▶ [What is expected]: Using the records below, filter for lines that contain the string "road" and copy them out.

▶ [Dataset excerpts]:

-------------------------

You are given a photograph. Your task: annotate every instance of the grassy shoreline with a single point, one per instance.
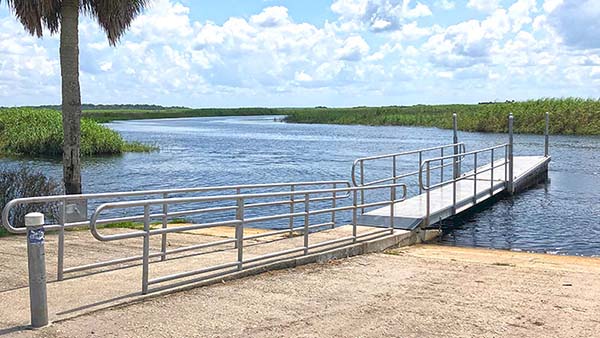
(39, 132)
(567, 116)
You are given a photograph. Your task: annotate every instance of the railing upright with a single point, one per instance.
(456, 170)
(60, 264)
(306, 221)
(239, 232)
(428, 196)
(165, 224)
(146, 250)
(510, 155)
(475, 178)
(354, 215)
(546, 135)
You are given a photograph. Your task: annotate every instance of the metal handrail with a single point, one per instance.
(62, 225)
(461, 177)
(460, 146)
(426, 167)
(239, 222)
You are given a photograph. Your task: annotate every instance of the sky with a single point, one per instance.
(284, 53)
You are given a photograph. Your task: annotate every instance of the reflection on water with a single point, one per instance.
(562, 217)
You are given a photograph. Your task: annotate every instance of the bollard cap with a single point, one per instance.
(34, 219)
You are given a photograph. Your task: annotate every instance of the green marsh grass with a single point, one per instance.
(38, 132)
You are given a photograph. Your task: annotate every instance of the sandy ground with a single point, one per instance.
(421, 291)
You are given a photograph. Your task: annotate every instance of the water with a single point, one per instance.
(561, 217)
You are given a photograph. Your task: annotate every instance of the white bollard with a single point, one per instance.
(36, 259)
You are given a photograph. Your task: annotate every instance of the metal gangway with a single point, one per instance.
(491, 171)
(305, 218)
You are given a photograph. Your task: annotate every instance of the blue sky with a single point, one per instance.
(232, 53)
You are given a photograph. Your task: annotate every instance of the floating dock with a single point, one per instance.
(412, 213)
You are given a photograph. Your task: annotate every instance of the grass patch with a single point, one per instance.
(30, 131)
(567, 116)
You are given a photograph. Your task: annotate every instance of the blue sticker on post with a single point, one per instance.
(35, 236)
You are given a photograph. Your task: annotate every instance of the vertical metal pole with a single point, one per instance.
(362, 184)
(511, 188)
(36, 261)
(442, 164)
(60, 265)
(428, 196)
(492, 175)
(454, 178)
(354, 214)
(292, 207)
(146, 250)
(333, 205)
(239, 232)
(392, 199)
(475, 179)
(394, 169)
(163, 240)
(546, 132)
(456, 172)
(420, 163)
(306, 221)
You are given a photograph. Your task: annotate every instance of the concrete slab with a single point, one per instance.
(93, 291)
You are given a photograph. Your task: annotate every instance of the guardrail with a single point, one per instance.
(456, 148)
(239, 221)
(426, 167)
(66, 200)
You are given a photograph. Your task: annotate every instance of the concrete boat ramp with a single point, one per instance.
(105, 264)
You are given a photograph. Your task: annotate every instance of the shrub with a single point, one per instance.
(25, 182)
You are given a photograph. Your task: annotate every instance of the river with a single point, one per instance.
(561, 217)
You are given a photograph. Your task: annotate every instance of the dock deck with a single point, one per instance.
(412, 213)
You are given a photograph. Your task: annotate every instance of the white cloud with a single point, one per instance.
(445, 4)
(373, 52)
(484, 5)
(353, 49)
(577, 22)
(377, 15)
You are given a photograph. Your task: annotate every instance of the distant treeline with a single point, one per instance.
(91, 106)
(567, 116)
(107, 115)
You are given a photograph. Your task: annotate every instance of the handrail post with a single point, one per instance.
(60, 265)
(362, 184)
(546, 132)
(333, 205)
(420, 163)
(392, 199)
(239, 232)
(163, 240)
(306, 221)
(146, 250)
(475, 179)
(455, 141)
(492, 175)
(36, 262)
(354, 214)
(510, 155)
(428, 196)
(292, 208)
(455, 177)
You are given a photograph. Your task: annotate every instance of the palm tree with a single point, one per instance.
(114, 16)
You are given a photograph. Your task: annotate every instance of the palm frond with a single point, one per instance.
(35, 15)
(114, 16)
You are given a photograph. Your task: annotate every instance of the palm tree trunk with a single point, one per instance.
(71, 95)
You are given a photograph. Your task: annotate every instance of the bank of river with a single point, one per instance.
(561, 217)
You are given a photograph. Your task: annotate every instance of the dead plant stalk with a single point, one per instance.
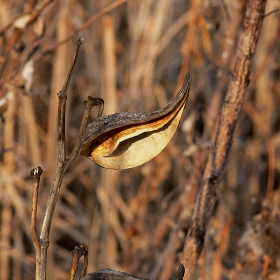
(41, 244)
(224, 136)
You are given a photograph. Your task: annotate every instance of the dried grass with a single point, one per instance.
(135, 57)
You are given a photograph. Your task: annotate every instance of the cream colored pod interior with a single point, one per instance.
(135, 141)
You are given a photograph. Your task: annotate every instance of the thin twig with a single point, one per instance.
(79, 251)
(36, 174)
(62, 165)
(223, 141)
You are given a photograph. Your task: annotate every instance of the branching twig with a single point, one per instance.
(223, 141)
(62, 165)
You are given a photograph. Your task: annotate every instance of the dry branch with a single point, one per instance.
(223, 141)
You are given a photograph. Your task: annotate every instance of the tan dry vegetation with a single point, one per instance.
(135, 57)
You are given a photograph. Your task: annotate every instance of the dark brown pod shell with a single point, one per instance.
(125, 140)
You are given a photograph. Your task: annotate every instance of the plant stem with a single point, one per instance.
(224, 137)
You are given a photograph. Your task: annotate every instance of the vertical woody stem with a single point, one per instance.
(224, 136)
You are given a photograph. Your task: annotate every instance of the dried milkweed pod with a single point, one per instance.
(125, 140)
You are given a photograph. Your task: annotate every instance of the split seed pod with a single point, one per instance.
(125, 140)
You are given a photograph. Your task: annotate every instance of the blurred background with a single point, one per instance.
(135, 57)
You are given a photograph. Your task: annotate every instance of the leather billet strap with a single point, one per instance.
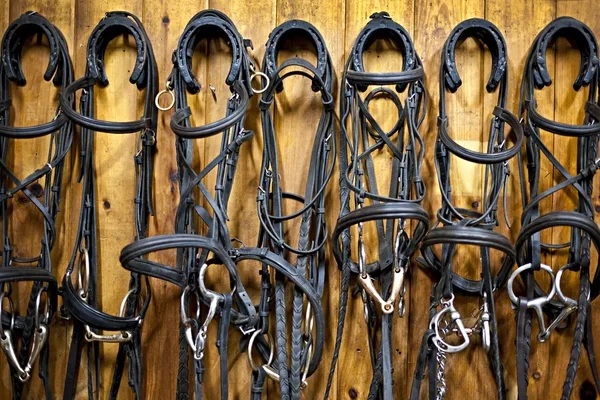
(81, 303)
(24, 340)
(132, 260)
(32, 274)
(59, 70)
(479, 157)
(584, 232)
(310, 264)
(400, 221)
(463, 235)
(457, 226)
(196, 252)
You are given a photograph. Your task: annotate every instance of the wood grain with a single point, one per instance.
(296, 110)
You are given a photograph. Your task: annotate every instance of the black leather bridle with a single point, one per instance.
(313, 229)
(584, 232)
(202, 236)
(79, 286)
(358, 183)
(457, 226)
(32, 328)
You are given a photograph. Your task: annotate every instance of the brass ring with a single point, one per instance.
(170, 92)
(262, 75)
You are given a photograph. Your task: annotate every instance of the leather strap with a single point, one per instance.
(23, 335)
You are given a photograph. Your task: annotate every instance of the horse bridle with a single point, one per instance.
(313, 229)
(32, 328)
(584, 232)
(358, 182)
(457, 226)
(79, 286)
(209, 243)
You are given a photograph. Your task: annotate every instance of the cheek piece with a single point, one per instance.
(381, 283)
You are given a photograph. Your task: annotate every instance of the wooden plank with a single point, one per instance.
(115, 175)
(296, 113)
(509, 15)
(466, 123)
(34, 104)
(569, 108)
(243, 222)
(354, 357)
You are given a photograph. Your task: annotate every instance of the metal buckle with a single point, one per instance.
(455, 319)
(40, 336)
(536, 303)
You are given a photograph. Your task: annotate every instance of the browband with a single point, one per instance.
(144, 75)
(198, 28)
(289, 29)
(24, 338)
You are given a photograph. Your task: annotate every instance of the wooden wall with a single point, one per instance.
(429, 23)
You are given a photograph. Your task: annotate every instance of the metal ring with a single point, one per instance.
(3, 296)
(262, 75)
(251, 344)
(124, 302)
(170, 92)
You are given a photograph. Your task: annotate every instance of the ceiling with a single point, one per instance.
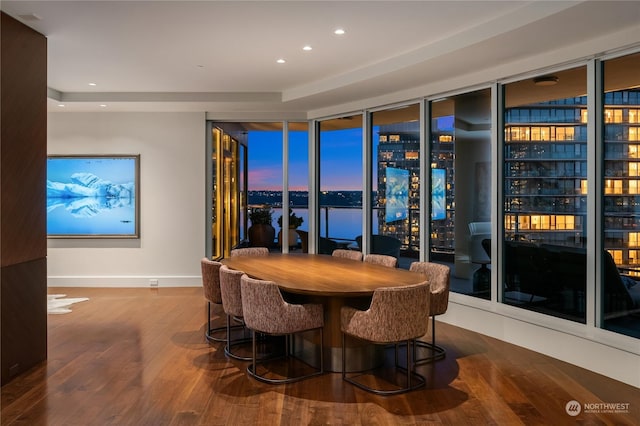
(220, 56)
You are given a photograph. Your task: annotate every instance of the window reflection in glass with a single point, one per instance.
(620, 290)
(396, 183)
(545, 172)
(461, 190)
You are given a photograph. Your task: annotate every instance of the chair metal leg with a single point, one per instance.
(437, 352)
(413, 379)
(209, 332)
(231, 343)
(252, 368)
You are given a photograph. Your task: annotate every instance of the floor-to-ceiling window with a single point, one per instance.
(340, 203)
(461, 197)
(298, 181)
(620, 295)
(545, 194)
(395, 169)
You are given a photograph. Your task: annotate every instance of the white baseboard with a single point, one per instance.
(587, 347)
(124, 281)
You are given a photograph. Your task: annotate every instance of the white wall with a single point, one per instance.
(172, 200)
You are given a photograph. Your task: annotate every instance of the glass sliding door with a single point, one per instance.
(228, 193)
(620, 290)
(340, 203)
(395, 141)
(461, 189)
(545, 194)
(299, 186)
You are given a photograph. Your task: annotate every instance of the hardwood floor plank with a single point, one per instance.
(139, 357)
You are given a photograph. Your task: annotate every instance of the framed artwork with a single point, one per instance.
(93, 196)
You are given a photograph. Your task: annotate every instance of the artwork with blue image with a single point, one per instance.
(438, 194)
(397, 193)
(93, 196)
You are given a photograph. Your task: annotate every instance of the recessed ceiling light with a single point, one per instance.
(30, 17)
(546, 80)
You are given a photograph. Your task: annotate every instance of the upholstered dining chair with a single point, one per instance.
(347, 254)
(381, 259)
(440, 279)
(250, 251)
(265, 311)
(232, 305)
(211, 286)
(396, 315)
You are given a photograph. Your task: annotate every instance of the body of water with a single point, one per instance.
(344, 223)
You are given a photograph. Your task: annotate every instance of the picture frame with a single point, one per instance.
(93, 196)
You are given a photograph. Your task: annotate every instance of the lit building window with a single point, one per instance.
(411, 155)
(617, 256)
(612, 186)
(583, 116)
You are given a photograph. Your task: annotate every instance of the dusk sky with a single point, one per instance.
(340, 156)
(341, 153)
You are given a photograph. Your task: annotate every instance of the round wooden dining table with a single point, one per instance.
(332, 282)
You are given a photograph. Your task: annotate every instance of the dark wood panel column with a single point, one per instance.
(23, 239)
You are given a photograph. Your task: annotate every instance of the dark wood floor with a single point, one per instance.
(138, 357)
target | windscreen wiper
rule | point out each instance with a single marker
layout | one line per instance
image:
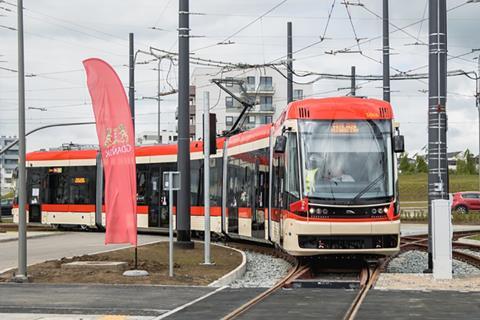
(364, 190)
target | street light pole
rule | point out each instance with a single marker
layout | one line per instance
(386, 53)
(477, 95)
(183, 195)
(437, 112)
(21, 275)
(158, 100)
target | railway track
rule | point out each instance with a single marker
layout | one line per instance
(420, 242)
(305, 273)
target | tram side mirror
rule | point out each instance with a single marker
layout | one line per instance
(398, 144)
(280, 144)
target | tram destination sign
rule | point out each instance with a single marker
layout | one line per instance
(174, 184)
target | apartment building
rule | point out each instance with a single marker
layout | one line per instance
(266, 88)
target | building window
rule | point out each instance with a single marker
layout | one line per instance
(229, 102)
(266, 83)
(298, 94)
(267, 119)
(266, 103)
(251, 83)
(251, 99)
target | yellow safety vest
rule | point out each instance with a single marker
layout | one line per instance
(310, 180)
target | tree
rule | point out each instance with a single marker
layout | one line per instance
(405, 166)
(469, 162)
(420, 164)
(461, 167)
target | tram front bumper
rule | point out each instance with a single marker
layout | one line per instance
(302, 238)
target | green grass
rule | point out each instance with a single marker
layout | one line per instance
(413, 187)
(414, 195)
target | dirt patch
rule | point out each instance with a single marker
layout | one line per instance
(153, 258)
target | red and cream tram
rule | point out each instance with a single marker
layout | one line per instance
(320, 180)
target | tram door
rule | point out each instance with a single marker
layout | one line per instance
(232, 199)
(34, 187)
(154, 197)
(158, 204)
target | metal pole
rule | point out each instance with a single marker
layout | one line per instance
(131, 86)
(1, 177)
(386, 53)
(289, 64)
(183, 196)
(206, 171)
(170, 224)
(478, 108)
(352, 83)
(158, 102)
(22, 188)
(437, 117)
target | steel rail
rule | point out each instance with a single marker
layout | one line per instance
(296, 270)
(362, 293)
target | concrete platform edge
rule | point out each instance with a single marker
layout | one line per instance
(233, 275)
(468, 241)
(34, 236)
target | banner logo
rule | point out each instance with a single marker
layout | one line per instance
(116, 141)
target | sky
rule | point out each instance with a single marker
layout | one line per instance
(59, 35)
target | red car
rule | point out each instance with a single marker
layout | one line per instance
(465, 201)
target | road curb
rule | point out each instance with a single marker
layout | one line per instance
(468, 241)
(33, 237)
(233, 275)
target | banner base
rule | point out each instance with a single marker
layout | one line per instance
(184, 244)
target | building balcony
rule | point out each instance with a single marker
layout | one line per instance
(191, 111)
(263, 109)
(261, 89)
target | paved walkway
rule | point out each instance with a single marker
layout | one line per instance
(66, 244)
(13, 235)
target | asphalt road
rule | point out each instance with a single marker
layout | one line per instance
(61, 245)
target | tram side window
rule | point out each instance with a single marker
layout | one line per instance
(233, 182)
(278, 181)
(82, 185)
(58, 185)
(36, 185)
(292, 168)
(240, 173)
(196, 182)
(142, 184)
(216, 180)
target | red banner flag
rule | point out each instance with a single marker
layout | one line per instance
(117, 144)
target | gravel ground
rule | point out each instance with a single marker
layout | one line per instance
(263, 271)
(472, 252)
(416, 261)
(406, 273)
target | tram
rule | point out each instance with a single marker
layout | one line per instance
(320, 180)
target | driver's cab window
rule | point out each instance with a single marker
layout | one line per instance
(292, 169)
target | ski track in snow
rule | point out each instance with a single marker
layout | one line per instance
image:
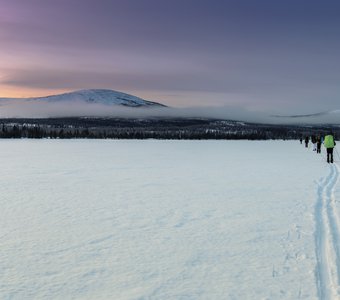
(327, 238)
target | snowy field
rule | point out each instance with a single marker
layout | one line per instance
(104, 219)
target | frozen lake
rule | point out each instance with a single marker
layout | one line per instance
(106, 219)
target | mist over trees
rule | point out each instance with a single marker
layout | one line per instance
(174, 128)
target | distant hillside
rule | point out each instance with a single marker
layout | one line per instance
(100, 96)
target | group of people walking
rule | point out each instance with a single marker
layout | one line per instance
(318, 140)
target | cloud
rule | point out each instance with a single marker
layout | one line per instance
(19, 108)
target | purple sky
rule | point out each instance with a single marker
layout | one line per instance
(279, 56)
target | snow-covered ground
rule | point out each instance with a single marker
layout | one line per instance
(89, 219)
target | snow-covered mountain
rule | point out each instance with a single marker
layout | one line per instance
(99, 96)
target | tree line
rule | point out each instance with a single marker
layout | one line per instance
(195, 132)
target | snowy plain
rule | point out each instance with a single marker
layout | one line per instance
(108, 219)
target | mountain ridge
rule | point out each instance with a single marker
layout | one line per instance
(99, 96)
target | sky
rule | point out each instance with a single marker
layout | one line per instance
(263, 55)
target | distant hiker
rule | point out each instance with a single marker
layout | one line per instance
(318, 144)
(314, 142)
(329, 144)
(306, 141)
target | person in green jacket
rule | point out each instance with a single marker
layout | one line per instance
(329, 144)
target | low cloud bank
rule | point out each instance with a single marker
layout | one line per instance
(18, 108)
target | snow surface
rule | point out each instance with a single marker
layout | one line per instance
(89, 219)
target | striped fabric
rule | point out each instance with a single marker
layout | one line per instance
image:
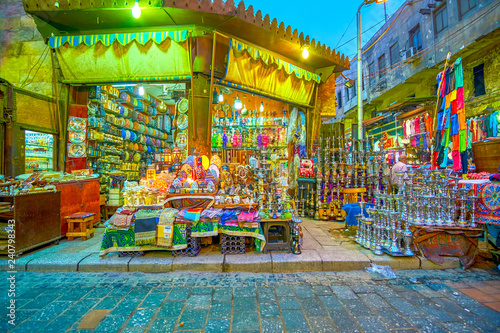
(123, 38)
(256, 54)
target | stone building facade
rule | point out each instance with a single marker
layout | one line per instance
(400, 69)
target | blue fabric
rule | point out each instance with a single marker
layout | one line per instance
(352, 209)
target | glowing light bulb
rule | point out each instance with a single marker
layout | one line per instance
(136, 10)
(237, 104)
(305, 53)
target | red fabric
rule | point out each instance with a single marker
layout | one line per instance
(460, 98)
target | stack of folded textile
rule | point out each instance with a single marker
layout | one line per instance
(229, 218)
(249, 219)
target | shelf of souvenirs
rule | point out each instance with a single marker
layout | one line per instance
(37, 145)
(215, 125)
(117, 114)
(34, 156)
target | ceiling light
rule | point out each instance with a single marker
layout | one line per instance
(237, 104)
(305, 53)
(136, 10)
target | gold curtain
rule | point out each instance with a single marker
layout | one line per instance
(121, 63)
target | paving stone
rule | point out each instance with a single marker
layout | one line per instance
(171, 309)
(266, 294)
(153, 301)
(111, 324)
(222, 294)
(310, 261)
(459, 328)
(202, 291)
(152, 262)
(179, 294)
(51, 311)
(304, 291)
(322, 290)
(356, 307)
(269, 310)
(294, 320)
(108, 302)
(193, 319)
(217, 325)
(371, 324)
(245, 321)
(289, 303)
(343, 320)
(374, 301)
(220, 309)
(343, 292)
(331, 302)
(198, 302)
(405, 307)
(313, 307)
(392, 319)
(110, 263)
(245, 292)
(29, 326)
(272, 326)
(141, 317)
(125, 307)
(241, 304)
(426, 325)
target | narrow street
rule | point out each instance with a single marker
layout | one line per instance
(416, 301)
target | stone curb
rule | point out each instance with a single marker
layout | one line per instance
(275, 262)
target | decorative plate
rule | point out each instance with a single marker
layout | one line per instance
(77, 137)
(210, 187)
(182, 122)
(168, 123)
(183, 105)
(187, 183)
(216, 160)
(76, 150)
(177, 183)
(181, 139)
(77, 124)
(214, 170)
(490, 196)
(292, 125)
(187, 168)
(205, 162)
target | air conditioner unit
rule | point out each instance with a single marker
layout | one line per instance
(406, 54)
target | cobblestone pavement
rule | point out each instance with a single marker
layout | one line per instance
(416, 300)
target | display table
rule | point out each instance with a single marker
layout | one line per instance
(434, 242)
(79, 196)
(37, 221)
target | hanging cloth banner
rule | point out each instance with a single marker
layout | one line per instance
(127, 57)
(254, 68)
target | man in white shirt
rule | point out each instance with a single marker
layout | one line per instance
(400, 166)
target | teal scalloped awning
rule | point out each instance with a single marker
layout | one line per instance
(267, 58)
(124, 38)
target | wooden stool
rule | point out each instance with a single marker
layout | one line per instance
(80, 225)
(353, 195)
(109, 211)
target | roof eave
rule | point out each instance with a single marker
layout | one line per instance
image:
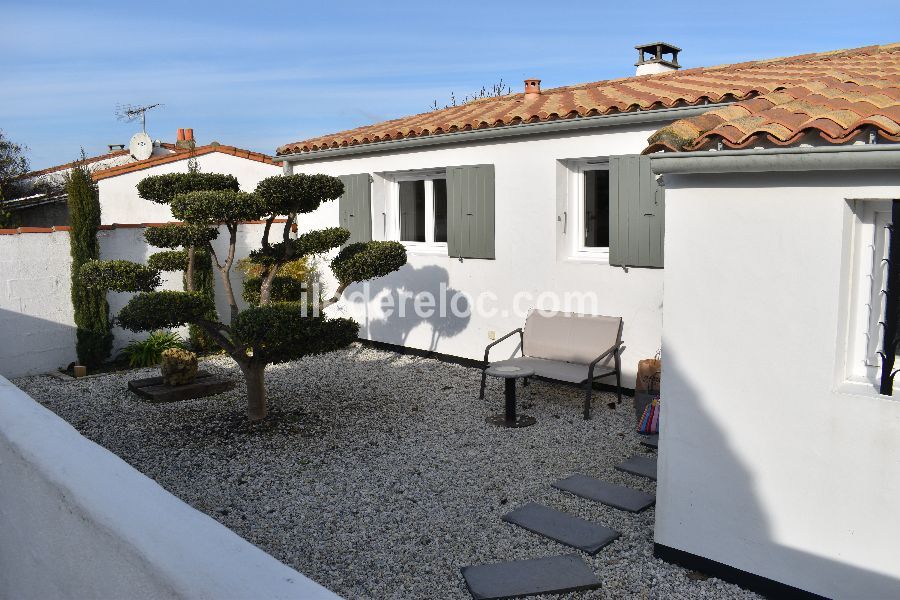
(505, 131)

-------------------------

▶ [Answer space]:
target | road curb
target | asphalt road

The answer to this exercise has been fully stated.